Written task:
How many of the lines below contain the string "handle"? Reply with the number only.

* begin The input *

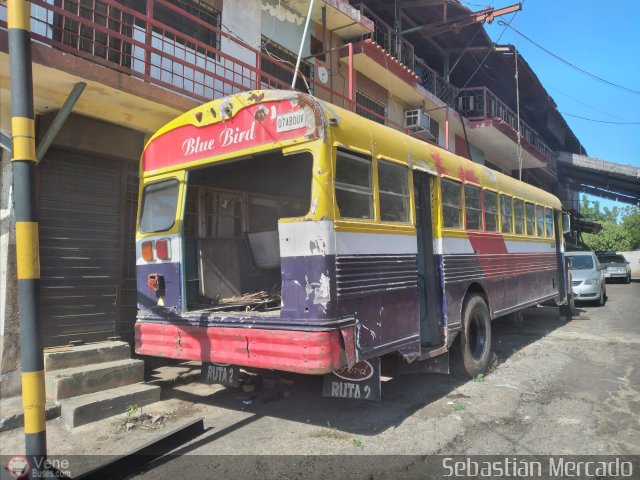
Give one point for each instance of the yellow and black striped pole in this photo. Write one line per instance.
(27, 254)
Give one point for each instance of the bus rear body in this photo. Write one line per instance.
(278, 231)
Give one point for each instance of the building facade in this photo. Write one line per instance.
(427, 68)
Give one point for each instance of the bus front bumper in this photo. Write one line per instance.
(309, 352)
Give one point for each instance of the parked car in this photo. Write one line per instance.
(616, 266)
(587, 277)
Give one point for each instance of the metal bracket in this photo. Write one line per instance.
(58, 122)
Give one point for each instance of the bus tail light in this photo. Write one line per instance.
(147, 251)
(163, 249)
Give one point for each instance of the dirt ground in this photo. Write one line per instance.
(556, 387)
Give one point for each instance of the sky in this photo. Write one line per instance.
(601, 38)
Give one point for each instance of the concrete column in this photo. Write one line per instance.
(9, 321)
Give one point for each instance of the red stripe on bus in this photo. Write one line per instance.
(288, 350)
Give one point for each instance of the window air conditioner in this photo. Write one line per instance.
(419, 122)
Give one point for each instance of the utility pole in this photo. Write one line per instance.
(27, 251)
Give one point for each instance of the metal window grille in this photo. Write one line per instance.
(369, 108)
(279, 63)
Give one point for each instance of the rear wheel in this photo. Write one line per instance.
(473, 351)
(603, 298)
(569, 310)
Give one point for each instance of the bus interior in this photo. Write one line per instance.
(231, 243)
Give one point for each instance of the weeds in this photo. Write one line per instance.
(131, 409)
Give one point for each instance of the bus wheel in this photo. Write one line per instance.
(474, 347)
(569, 311)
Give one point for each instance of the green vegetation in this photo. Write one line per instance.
(328, 433)
(620, 227)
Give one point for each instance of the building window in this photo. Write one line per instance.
(393, 183)
(531, 219)
(279, 64)
(369, 108)
(506, 214)
(518, 214)
(451, 204)
(490, 211)
(199, 9)
(472, 208)
(354, 192)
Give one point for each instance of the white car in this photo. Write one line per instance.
(587, 277)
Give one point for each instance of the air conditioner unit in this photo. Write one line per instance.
(419, 122)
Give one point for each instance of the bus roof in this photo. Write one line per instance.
(287, 117)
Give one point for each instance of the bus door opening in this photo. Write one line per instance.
(232, 258)
(431, 331)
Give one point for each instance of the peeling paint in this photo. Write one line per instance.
(314, 206)
(489, 173)
(321, 290)
(282, 13)
(318, 246)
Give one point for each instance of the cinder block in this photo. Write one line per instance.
(71, 382)
(92, 407)
(68, 357)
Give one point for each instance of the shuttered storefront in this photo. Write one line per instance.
(86, 208)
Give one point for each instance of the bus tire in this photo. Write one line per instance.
(474, 341)
(569, 310)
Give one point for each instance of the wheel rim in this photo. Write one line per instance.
(477, 335)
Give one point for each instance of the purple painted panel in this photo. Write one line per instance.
(148, 299)
(308, 287)
(384, 319)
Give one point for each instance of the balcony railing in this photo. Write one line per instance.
(207, 62)
(480, 103)
(133, 42)
(395, 44)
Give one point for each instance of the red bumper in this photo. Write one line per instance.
(288, 350)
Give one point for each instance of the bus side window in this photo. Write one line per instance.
(472, 208)
(540, 220)
(393, 183)
(354, 192)
(506, 214)
(490, 211)
(531, 219)
(518, 214)
(548, 216)
(451, 204)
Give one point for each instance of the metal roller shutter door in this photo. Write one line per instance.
(83, 214)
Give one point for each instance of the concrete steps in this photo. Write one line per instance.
(95, 381)
(71, 382)
(81, 355)
(91, 407)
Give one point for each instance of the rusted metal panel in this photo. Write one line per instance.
(288, 350)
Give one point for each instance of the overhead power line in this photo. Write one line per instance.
(600, 121)
(566, 62)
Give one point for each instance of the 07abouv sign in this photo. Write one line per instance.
(360, 382)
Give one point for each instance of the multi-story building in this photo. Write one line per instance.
(426, 67)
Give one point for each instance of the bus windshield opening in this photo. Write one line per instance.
(231, 229)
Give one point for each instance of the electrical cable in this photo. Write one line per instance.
(599, 121)
(566, 62)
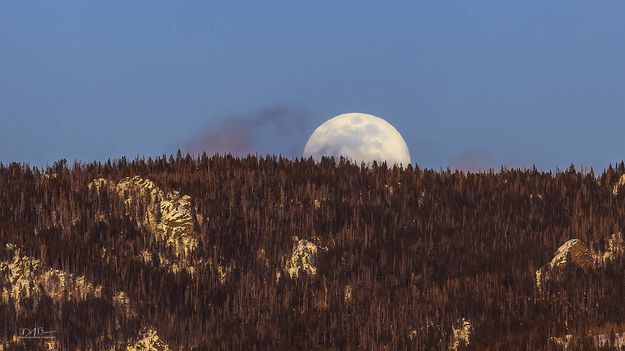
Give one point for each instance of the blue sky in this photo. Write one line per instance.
(468, 84)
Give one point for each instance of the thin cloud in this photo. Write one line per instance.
(241, 135)
(473, 161)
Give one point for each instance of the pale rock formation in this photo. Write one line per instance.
(574, 253)
(615, 247)
(619, 184)
(148, 341)
(461, 334)
(122, 303)
(169, 217)
(303, 258)
(317, 203)
(24, 279)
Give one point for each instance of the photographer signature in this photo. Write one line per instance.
(36, 333)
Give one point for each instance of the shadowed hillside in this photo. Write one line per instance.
(269, 253)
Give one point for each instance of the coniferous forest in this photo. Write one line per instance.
(268, 253)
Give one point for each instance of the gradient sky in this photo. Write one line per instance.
(468, 84)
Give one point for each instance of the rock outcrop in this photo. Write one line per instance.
(24, 281)
(169, 217)
(615, 247)
(461, 334)
(303, 258)
(574, 253)
(148, 341)
(619, 184)
(598, 340)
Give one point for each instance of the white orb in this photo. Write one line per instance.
(359, 137)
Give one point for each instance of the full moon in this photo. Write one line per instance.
(360, 137)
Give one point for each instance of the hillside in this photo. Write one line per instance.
(269, 253)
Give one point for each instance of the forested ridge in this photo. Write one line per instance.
(296, 254)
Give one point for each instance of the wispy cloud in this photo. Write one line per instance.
(243, 134)
(473, 161)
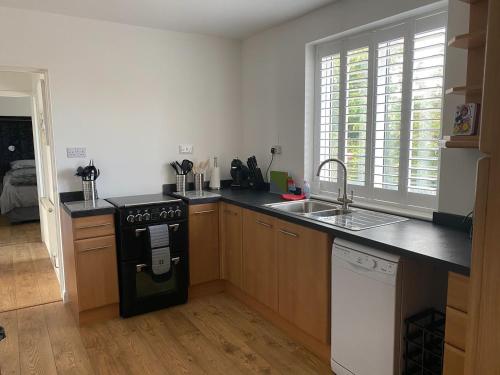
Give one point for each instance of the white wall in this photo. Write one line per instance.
(15, 106)
(273, 71)
(130, 95)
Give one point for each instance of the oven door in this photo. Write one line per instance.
(134, 240)
(141, 291)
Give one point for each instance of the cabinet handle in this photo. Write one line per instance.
(264, 224)
(94, 226)
(174, 227)
(203, 212)
(288, 233)
(95, 248)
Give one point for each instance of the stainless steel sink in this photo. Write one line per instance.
(306, 206)
(334, 214)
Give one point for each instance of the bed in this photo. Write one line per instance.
(19, 194)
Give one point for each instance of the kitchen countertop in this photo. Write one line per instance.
(424, 240)
(88, 208)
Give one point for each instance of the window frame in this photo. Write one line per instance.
(400, 199)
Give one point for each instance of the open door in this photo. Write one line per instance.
(47, 190)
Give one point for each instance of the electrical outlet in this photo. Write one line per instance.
(76, 152)
(185, 149)
(276, 149)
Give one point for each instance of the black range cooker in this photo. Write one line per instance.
(152, 251)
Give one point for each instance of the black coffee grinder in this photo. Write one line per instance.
(239, 173)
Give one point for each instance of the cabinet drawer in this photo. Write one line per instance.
(454, 361)
(93, 226)
(94, 244)
(203, 209)
(458, 291)
(456, 327)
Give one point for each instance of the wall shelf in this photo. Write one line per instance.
(469, 41)
(465, 90)
(460, 141)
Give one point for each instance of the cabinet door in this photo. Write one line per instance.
(97, 275)
(260, 273)
(231, 243)
(203, 243)
(304, 278)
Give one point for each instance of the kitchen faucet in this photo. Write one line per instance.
(344, 200)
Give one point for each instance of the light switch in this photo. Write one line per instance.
(185, 149)
(76, 152)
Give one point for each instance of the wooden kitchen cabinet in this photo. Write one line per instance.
(96, 272)
(304, 278)
(260, 267)
(204, 263)
(231, 241)
(90, 266)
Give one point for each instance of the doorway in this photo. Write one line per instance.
(29, 223)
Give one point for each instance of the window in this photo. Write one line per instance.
(379, 102)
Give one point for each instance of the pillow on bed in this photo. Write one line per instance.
(20, 164)
(23, 172)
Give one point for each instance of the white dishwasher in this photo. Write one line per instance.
(372, 293)
(366, 313)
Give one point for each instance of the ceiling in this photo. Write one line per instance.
(227, 18)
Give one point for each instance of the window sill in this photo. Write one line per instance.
(406, 212)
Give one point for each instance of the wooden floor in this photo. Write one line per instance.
(27, 277)
(210, 335)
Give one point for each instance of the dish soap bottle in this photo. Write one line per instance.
(307, 190)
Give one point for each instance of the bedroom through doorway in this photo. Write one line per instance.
(29, 262)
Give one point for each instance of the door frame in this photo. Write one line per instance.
(58, 265)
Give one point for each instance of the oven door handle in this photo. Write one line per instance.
(140, 267)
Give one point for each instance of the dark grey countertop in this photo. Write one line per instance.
(424, 240)
(88, 208)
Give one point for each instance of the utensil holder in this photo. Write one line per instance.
(180, 183)
(199, 180)
(89, 190)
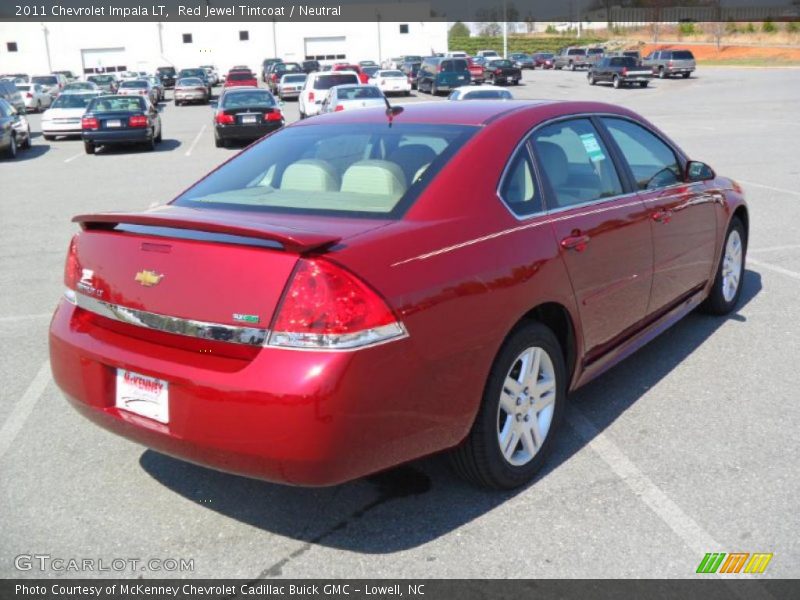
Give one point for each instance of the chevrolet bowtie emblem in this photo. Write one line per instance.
(148, 278)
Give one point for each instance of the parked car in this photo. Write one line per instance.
(290, 85)
(168, 76)
(68, 75)
(316, 88)
(198, 72)
(522, 60)
(488, 54)
(351, 97)
(64, 116)
(570, 58)
(34, 97)
(51, 84)
(501, 71)
(439, 74)
(484, 92)
(116, 120)
(240, 79)
(363, 254)
(15, 131)
(410, 69)
(620, 71)
(190, 89)
(593, 55)
(362, 76)
(278, 70)
(543, 60)
(244, 115)
(391, 82)
(310, 66)
(666, 63)
(80, 86)
(265, 64)
(107, 83)
(475, 67)
(138, 87)
(11, 94)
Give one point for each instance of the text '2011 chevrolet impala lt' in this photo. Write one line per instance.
(361, 289)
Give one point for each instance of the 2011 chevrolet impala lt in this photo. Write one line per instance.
(361, 289)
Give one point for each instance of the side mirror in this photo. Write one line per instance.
(698, 171)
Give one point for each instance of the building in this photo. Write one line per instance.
(142, 46)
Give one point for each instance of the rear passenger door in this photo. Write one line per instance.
(603, 232)
(682, 215)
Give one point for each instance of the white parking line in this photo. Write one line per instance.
(774, 268)
(23, 408)
(196, 139)
(25, 317)
(769, 187)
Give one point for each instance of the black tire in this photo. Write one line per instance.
(11, 151)
(716, 303)
(478, 458)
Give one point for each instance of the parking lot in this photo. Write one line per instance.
(689, 446)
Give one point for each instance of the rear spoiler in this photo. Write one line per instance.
(293, 240)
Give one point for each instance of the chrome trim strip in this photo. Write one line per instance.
(251, 336)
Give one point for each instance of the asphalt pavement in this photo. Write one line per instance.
(689, 446)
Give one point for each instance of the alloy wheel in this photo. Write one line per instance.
(527, 404)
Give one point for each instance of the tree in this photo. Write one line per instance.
(459, 30)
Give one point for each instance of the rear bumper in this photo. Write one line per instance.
(124, 136)
(298, 417)
(246, 132)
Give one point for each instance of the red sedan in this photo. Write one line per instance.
(343, 296)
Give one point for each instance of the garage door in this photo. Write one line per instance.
(326, 48)
(103, 60)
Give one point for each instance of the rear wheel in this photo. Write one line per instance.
(727, 285)
(520, 412)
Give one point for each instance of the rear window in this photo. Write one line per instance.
(365, 169)
(326, 82)
(254, 99)
(115, 103)
(73, 101)
(454, 65)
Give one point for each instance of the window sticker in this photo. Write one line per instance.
(592, 147)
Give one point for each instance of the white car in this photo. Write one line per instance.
(36, 99)
(484, 92)
(316, 89)
(64, 116)
(390, 81)
(350, 97)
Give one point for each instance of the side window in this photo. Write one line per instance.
(576, 163)
(519, 189)
(653, 163)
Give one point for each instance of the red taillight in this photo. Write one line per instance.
(326, 306)
(72, 268)
(137, 121)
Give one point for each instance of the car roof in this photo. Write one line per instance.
(472, 113)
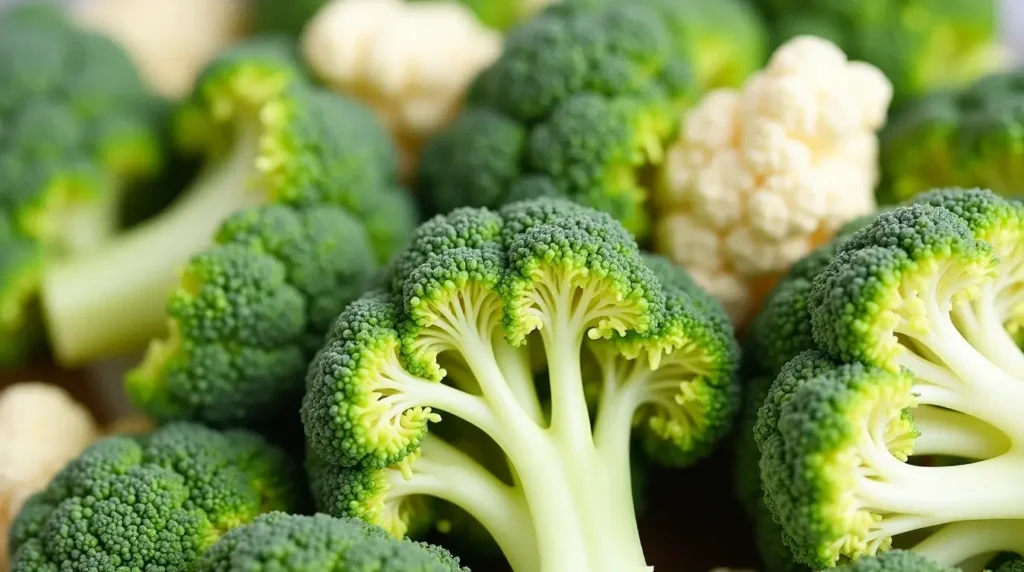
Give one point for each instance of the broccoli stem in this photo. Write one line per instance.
(955, 543)
(113, 301)
(446, 473)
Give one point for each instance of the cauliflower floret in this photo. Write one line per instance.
(41, 429)
(762, 175)
(169, 40)
(412, 61)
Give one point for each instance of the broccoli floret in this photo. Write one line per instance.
(921, 45)
(896, 561)
(911, 356)
(581, 103)
(472, 314)
(250, 313)
(153, 502)
(970, 137)
(267, 136)
(300, 543)
(78, 129)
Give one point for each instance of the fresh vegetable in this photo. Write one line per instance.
(411, 61)
(762, 175)
(77, 129)
(921, 45)
(155, 501)
(967, 137)
(250, 313)
(299, 543)
(170, 42)
(910, 354)
(41, 429)
(582, 102)
(469, 319)
(267, 136)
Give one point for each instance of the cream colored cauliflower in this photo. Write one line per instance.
(412, 61)
(41, 429)
(762, 175)
(170, 40)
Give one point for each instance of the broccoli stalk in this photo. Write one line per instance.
(267, 137)
(455, 330)
(301, 543)
(911, 355)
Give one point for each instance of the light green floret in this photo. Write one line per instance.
(321, 543)
(250, 313)
(156, 501)
(480, 306)
(913, 356)
(266, 137)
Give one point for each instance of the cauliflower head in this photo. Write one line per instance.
(762, 175)
(42, 427)
(412, 61)
(170, 42)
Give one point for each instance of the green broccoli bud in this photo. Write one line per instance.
(582, 102)
(313, 543)
(468, 322)
(79, 129)
(911, 356)
(250, 313)
(158, 500)
(267, 137)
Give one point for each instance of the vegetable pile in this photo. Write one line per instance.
(431, 286)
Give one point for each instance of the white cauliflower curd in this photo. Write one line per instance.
(412, 61)
(169, 40)
(42, 427)
(762, 175)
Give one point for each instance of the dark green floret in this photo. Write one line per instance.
(966, 137)
(250, 313)
(920, 45)
(545, 333)
(266, 136)
(581, 104)
(78, 132)
(315, 543)
(898, 426)
(156, 501)
(896, 561)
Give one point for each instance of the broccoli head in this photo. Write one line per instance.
(250, 313)
(300, 543)
(911, 354)
(921, 45)
(967, 137)
(267, 137)
(78, 129)
(581, 103)
(153, 502)
(484, 316)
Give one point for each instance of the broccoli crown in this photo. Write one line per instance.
(582, 101)
(316, 543)
(78, 128)
(461, 321)
(155, 501)
(782, 327)
(266, 136)
(966, 137)
(921, 45)
(911, 353)
(896, 561)
(251, 312)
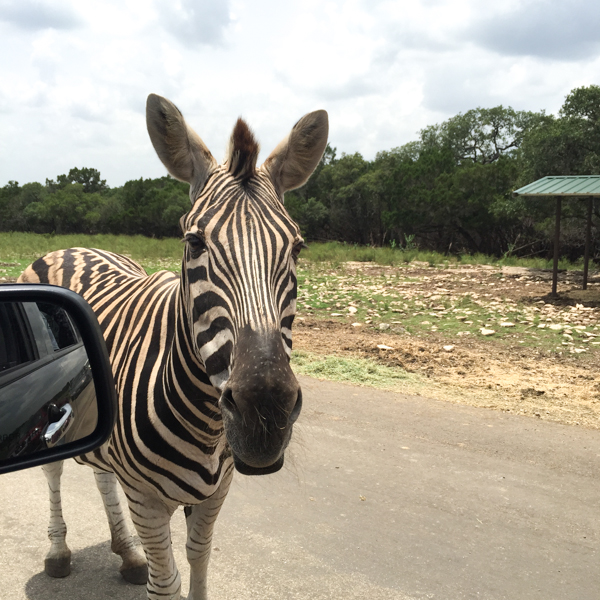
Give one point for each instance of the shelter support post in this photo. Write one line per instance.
(556, 240)
(588, 235)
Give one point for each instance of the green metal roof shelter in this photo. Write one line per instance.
(566, 186)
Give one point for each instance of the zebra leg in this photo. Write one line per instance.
(58, 559)
(200, 520)
(134, 568)
(152, 519)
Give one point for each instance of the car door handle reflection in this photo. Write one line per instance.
(55, 431)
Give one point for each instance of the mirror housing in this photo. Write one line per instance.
(106, 399)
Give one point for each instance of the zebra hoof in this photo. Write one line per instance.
(136, 575)
(58, 566)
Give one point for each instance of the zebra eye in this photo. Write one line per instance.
(196, 245)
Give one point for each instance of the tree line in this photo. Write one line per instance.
(450, 190)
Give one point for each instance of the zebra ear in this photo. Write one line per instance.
(178, 146)
(297, 155)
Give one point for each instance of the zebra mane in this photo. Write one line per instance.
(243, 151)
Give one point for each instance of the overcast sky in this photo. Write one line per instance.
(74, 76)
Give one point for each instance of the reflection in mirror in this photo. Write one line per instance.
(47, 395)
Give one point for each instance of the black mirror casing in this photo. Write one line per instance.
(87, 325)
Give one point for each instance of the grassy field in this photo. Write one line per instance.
(327, 290)
(166, 253)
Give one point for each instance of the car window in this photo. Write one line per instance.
(15, 341)
(58, 325)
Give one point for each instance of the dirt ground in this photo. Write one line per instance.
(509, 377)
(502, 376)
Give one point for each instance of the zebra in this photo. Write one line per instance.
(200, 359)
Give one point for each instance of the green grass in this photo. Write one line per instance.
(389, 301)
(19, 249)
(356, 371)
(337, 253)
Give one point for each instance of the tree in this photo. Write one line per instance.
(89, 178)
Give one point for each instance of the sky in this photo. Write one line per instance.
(74, 76)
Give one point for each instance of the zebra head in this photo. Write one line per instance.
(238, 275)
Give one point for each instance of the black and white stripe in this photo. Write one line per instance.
(201, 361)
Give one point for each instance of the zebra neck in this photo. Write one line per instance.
(187, 389)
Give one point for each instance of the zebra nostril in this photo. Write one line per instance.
(296, 410)
(228, 402)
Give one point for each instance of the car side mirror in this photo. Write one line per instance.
(57, 394)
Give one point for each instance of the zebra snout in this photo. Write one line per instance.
(236, 407)
(258, 425)
(297, 408)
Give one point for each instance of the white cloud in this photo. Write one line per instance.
(74, 81)
(39, 14)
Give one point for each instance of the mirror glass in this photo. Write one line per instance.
(47, 395)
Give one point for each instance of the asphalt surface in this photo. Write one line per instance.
(383, 497)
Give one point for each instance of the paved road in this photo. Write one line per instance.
(385, 497)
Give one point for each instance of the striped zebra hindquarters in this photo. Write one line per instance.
(201, 362)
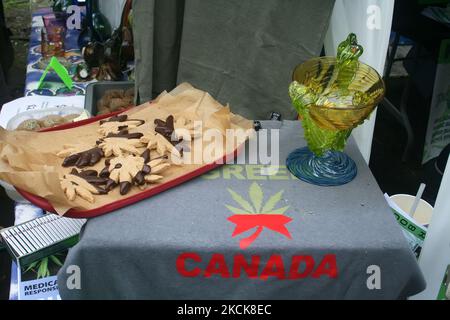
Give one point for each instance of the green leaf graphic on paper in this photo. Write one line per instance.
(272, 202)
(279, 211)
(237, 210)
(256, 195)
(256, 219)
(256, 204)
(241, 201)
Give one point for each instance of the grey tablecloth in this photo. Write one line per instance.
(132, 253)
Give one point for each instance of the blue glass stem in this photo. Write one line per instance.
(334, 168)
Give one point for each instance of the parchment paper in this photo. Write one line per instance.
(28, 160)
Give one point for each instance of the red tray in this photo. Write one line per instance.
(44, 204)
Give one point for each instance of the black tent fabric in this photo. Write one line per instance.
(241, 52)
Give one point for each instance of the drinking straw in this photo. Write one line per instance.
(417, 199)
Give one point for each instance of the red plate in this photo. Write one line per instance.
(44, 204)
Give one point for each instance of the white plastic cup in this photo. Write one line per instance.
(423, 212)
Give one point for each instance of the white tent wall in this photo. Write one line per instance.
(112, 9)
(371, 21)
(435, 256)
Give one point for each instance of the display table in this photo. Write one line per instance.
(179, 244)
(36, 65)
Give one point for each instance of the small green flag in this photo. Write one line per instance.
(60, 70)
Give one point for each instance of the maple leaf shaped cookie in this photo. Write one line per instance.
(149, 172)
(186, 130)
(123, 170)
(74, 186)
(156, 141)
(120, 146)
(117, 124)
(80, 155)
(71, 149)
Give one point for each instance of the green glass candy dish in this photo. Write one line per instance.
(332, 95)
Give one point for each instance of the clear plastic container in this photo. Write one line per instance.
(15, 121)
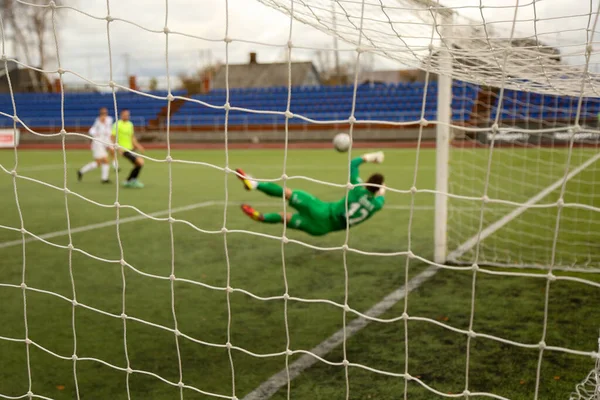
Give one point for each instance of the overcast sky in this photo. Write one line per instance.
(83, 41)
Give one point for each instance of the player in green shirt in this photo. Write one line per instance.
(123, 134)
(317, 217)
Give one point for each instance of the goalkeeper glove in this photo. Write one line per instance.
(376, 157)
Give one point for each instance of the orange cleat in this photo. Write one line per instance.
(251, 212)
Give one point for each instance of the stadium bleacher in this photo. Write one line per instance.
(400, 102)
(397, 102)
(43, 110)
(518, 106)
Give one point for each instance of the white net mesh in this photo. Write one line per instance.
(487, 185)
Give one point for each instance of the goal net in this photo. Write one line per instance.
(513, 115)
(514, 90)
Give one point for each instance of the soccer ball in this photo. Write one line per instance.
(341, 142)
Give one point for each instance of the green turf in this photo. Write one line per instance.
(508, 307)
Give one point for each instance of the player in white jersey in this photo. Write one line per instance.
(101, 131)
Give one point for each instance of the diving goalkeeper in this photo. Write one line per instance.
(317, 217)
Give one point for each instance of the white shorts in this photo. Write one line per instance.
(99, 150)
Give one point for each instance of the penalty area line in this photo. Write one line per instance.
(280, 379)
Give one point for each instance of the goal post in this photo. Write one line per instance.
(443, 132)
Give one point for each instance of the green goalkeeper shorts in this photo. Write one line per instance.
(313, 216)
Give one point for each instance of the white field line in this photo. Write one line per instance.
(280, 379)
(490, 229)
(105, 224)
(42, 167)
(190, 207)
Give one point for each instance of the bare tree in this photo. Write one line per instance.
(32, 30)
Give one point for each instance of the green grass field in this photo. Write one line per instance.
(505, 306)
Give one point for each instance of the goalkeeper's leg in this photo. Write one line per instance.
(267, 218)
(268, 188)
(294, 221)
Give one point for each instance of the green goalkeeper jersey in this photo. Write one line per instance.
(362, 204)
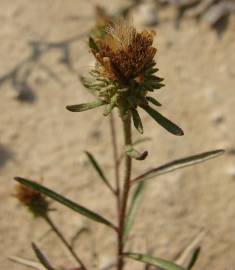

* end The input *

Task solution:
3